### Exercise text

↓↓↓

You Might Need to Become an Imperfectionist if… - Christine Kane

How much stuff do you think about doing?

How many things would you love to try but stop yourself because you don’t know how to begin?

Do you avoid projects because of the pressure to do them well?

If so, feel free to join me and some of my most successful friends in our exclusive club of very special and talented people:

We’re Imperfectionists!

What’s an Imperfectionist?

• An Imperfectionist is often a recovering perfectionist.

• An Imperfectionist knows that getting something done is better than sitting back and waiting to do it perfectly.

• An Imperfectionist knows that being a Perfectionist is simply an excuse NOT to take action.

• An Imperfectionist congratulates herself for taking small steps.

• An Imperfectionist buys herself flowers when she accomplishes something – even if it’s not quite up to her ego’s high standards.

• An Imperfectionist knows that getting a scary thing done IS the reward. Not the kudos or adoration.


You Might Need to Become an Imperfectionist if…


• You tell yourself you need to get “just a little more information” before you’ll try something.

↑↑↑

### Information
↓↓↓

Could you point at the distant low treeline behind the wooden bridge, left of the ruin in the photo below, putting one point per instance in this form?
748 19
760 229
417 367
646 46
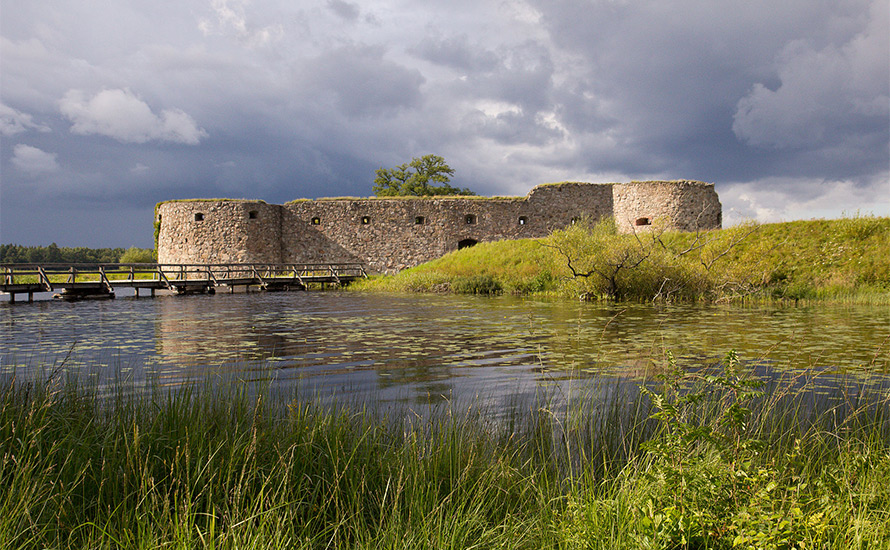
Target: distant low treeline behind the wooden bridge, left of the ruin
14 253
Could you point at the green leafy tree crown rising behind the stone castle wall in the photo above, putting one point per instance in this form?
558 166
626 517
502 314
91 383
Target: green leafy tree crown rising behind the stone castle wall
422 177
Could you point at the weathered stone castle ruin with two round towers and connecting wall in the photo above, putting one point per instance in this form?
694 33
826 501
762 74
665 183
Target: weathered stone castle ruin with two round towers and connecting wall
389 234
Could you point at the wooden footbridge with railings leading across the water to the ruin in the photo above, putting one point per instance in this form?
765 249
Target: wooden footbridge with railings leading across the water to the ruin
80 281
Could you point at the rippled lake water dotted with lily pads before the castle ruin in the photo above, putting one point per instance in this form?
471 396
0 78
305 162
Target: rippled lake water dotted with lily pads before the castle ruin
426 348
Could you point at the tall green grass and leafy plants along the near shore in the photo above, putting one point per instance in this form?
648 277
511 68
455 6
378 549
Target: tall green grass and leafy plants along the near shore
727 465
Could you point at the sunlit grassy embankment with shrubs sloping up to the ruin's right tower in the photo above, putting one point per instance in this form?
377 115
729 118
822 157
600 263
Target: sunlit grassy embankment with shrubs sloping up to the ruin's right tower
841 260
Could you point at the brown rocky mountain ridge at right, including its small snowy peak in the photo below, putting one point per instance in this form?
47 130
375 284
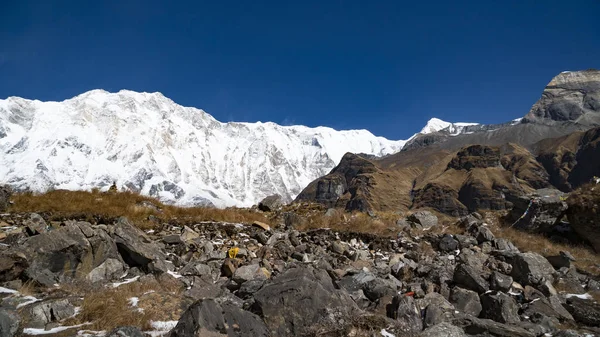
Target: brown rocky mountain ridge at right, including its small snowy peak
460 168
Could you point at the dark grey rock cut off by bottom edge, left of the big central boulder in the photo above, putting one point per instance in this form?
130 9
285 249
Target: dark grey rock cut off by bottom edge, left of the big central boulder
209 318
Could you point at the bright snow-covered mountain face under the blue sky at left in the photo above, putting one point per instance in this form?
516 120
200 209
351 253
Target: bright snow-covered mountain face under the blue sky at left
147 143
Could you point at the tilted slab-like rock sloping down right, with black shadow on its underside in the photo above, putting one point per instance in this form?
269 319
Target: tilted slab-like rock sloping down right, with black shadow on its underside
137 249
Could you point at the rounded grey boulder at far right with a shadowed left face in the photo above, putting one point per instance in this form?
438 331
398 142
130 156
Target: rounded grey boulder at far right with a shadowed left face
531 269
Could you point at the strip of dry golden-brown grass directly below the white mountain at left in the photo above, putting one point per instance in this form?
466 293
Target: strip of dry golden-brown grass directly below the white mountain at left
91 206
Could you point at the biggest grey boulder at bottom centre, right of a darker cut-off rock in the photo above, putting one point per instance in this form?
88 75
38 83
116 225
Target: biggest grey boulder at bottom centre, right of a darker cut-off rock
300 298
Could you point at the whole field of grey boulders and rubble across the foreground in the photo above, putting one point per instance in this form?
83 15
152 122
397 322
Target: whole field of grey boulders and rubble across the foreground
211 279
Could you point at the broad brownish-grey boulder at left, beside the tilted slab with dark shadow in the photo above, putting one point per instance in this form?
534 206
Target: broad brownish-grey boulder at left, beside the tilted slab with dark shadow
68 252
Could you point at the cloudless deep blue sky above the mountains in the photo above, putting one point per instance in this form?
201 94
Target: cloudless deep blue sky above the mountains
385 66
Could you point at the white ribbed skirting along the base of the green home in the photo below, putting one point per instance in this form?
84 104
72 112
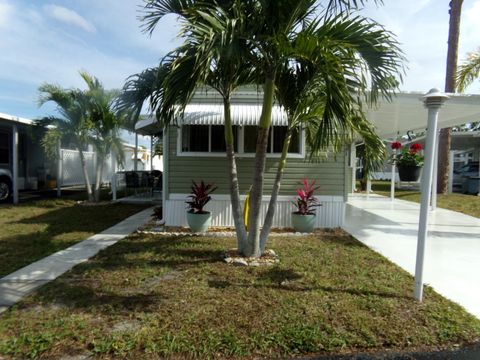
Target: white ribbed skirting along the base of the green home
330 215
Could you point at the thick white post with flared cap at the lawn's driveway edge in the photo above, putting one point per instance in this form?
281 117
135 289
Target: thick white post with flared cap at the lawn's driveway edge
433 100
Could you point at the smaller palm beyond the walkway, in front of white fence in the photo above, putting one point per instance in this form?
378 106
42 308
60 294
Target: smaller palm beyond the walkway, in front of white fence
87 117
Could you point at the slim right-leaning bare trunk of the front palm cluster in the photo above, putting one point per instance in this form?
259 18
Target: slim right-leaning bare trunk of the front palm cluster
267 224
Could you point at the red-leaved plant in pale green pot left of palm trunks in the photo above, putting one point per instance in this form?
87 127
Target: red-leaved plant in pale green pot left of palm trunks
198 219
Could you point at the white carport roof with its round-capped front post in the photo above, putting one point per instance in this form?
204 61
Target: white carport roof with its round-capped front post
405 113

↑↑↑

### Prompt 1
In the article on Imperfectionists, retype the passage starting at "You Might Need to Become an Imperfectionist if… - Christine" and ending at "do them well?".
### Prompt 2
Shorten the paragraph of the article on Imperfectionists that begins "An Imperfectionist knows that getting a scary thing done" into one sentence, keeping its main point.
### Prompt 3
Write what follows the last line of the article on Imperfectionists.

### Written response 1
You Might Need to Become an Imperfectionist if… - Christine Kane

How much stuff do you think about doing?

How many things would you love to try but stop yourself because you don’t know how to begin?

Do you avoid projects because of the pressure to do them well?

### Written response 2
For an Imperfectionist, finishing a scary task is the reward in itself, not praise or adoration.

### Written response 3
•  You have a case of the “Used-to-Be’s.” (“I used to be so good at this!” Or “I used to be so thin!”  Or, “I used to write everyday and now look…”)

•  Your mantra to the world is: “I’m just so overwhelmed! There’s too much to do! It’s so hard to be me!”

•  You call friends and co-workers to get sympathy for how hard it is to accomplish your goals and dreams.  They often agree, citing how special you are because you have been given so much talent – and how it must be quite a burden.

• You spend more than one hour per day on Facebook, watching television, or not fully engaging in other addictive activities.

• At the end of every year, you wonder why you never seem to move any further towards your dreams.

•  You are waiting for your POTENTIAL to finally kick in.


Why Becoming an Imperfectionist Makes You Successful and Happy

Being an Imperfectionist is an Intention.

When you become an Imperfectionist, you finally recognize your ego voice exactly for what it is:  Your own personal Success Prevention Expert.

When you become an Imperfectionist, you finally realize how many Success Prevention Experts exist in the world.

When you become an Imperfectionist, you lower the bar – or better yet, remove it altogether.  You can then create in the moment without any grade or standard.  Ironically, this allows for such freedom and joy that you might end up doing a great job. (Or at least having a great time!)

When you become an Imperfectionist, you place your creative attention on the project or activity itself. You don’t waste it on obsessing about the outcome. (This paradoxically leads to a higher chance of greatness, and a definite outcome of happiness!)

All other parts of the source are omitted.